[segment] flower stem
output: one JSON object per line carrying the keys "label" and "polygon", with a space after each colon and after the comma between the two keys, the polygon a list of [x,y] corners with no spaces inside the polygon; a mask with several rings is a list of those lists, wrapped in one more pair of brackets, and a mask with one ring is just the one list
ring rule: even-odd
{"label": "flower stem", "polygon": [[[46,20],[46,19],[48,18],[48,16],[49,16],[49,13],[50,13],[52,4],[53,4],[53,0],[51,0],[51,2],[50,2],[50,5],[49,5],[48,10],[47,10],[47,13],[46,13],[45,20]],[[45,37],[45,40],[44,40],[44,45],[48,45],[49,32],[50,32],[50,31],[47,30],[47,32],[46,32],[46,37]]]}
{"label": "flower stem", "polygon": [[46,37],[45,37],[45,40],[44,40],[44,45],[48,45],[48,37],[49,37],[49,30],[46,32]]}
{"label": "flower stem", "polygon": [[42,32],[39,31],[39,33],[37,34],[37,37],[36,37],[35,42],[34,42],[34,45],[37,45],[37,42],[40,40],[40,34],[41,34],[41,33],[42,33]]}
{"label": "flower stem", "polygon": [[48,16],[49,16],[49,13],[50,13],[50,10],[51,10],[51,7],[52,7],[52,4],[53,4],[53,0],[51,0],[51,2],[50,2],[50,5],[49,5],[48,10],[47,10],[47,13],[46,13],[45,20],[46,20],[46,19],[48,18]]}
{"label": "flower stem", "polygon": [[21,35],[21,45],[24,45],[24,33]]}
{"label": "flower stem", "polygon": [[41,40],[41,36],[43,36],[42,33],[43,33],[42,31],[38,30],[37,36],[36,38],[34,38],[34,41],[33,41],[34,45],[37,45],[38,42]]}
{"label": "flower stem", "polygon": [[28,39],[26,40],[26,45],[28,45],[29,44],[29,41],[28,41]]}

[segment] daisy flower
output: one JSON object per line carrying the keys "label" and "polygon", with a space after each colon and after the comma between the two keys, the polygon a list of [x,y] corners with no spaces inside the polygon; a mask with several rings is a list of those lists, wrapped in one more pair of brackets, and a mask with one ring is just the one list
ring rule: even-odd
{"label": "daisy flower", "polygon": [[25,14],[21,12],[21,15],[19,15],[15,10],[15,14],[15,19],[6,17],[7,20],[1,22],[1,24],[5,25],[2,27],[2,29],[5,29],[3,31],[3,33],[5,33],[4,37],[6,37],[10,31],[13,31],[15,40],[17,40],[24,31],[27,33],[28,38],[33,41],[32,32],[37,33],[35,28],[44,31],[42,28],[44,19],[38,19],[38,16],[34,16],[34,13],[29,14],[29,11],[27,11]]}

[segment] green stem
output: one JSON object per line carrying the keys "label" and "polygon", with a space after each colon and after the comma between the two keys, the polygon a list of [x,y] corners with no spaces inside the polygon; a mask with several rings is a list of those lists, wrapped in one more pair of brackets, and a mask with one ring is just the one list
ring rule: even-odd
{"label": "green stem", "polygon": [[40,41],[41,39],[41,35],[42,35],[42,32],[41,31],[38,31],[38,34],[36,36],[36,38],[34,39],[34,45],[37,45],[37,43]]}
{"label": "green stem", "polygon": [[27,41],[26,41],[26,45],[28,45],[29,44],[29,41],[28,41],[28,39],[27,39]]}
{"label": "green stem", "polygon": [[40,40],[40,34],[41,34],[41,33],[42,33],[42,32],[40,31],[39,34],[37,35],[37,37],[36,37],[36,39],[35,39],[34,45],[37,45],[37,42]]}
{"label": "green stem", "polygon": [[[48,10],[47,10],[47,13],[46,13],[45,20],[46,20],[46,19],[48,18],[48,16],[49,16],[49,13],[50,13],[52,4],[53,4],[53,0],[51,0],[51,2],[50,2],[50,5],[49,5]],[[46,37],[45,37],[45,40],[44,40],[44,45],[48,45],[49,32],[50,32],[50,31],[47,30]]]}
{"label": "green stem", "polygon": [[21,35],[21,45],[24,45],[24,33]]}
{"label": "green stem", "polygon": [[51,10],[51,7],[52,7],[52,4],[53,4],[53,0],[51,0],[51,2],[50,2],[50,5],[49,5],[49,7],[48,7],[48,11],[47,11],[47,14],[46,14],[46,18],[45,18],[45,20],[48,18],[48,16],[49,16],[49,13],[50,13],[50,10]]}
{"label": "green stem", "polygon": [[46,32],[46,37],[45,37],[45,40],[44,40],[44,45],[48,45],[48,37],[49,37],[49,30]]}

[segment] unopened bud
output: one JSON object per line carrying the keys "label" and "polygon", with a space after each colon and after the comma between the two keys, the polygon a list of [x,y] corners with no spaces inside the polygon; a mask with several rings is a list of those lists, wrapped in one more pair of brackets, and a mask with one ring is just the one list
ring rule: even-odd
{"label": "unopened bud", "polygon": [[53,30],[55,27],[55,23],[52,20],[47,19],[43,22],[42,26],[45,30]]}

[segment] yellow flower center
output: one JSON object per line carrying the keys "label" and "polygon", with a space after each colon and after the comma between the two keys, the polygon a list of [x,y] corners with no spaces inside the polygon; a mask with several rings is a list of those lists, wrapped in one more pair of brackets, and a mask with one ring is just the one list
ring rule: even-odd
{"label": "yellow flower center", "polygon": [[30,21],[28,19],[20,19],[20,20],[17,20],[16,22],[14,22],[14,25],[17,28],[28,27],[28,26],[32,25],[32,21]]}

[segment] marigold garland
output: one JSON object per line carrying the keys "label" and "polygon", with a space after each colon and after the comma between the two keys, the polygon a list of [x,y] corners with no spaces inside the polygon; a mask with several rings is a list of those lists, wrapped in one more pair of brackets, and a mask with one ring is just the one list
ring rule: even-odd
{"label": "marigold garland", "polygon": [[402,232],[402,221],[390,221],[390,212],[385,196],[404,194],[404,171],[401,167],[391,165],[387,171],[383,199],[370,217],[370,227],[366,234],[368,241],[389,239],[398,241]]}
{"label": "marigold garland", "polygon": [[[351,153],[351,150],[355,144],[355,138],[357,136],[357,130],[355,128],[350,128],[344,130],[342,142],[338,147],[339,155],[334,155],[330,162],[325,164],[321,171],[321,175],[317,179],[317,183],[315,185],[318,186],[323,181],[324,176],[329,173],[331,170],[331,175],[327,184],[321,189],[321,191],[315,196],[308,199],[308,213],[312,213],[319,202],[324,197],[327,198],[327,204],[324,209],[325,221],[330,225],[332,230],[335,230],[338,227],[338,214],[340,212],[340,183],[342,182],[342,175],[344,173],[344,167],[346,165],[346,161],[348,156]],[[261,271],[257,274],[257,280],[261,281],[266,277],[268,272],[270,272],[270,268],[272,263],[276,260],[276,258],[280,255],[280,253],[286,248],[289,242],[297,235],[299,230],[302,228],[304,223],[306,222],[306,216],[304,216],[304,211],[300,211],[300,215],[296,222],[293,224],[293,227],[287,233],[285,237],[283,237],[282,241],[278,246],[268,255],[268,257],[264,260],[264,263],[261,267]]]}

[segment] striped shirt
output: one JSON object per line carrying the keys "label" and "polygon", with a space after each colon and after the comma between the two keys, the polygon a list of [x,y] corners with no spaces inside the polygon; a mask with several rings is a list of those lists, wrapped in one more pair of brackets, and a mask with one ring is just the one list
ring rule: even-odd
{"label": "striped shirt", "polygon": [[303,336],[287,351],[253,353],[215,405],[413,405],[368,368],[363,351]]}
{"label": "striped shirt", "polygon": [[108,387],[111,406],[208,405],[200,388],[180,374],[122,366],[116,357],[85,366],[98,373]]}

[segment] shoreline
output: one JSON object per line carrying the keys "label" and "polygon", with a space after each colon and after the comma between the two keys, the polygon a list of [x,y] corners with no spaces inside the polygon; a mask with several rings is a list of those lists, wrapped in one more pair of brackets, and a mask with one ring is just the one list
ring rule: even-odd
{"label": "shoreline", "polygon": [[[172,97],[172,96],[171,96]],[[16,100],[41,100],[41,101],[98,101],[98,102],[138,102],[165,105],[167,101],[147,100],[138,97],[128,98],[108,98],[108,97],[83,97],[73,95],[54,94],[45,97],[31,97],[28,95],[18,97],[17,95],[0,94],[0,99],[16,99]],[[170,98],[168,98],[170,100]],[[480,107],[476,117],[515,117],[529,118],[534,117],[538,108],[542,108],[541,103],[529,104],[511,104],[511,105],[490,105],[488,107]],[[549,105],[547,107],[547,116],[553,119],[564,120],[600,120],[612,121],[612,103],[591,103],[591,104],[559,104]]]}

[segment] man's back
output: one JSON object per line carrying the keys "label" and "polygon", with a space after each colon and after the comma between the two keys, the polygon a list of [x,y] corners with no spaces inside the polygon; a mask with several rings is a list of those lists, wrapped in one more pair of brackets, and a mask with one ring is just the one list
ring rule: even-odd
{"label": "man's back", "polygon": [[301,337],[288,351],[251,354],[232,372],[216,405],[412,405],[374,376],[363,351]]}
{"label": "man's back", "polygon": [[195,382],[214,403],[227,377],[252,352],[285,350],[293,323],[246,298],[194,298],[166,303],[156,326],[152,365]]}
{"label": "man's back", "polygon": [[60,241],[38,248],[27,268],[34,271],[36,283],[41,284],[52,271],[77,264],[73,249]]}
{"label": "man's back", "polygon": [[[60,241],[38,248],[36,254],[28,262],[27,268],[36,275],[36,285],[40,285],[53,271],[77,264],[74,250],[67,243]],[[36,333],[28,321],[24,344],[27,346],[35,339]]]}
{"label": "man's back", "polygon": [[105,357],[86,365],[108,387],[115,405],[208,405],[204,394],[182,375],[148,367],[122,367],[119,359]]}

- **What the exercise asks**
Within the listing above, the lines holding "segment" should be counted. Give only the number.

- **Output of the task**
9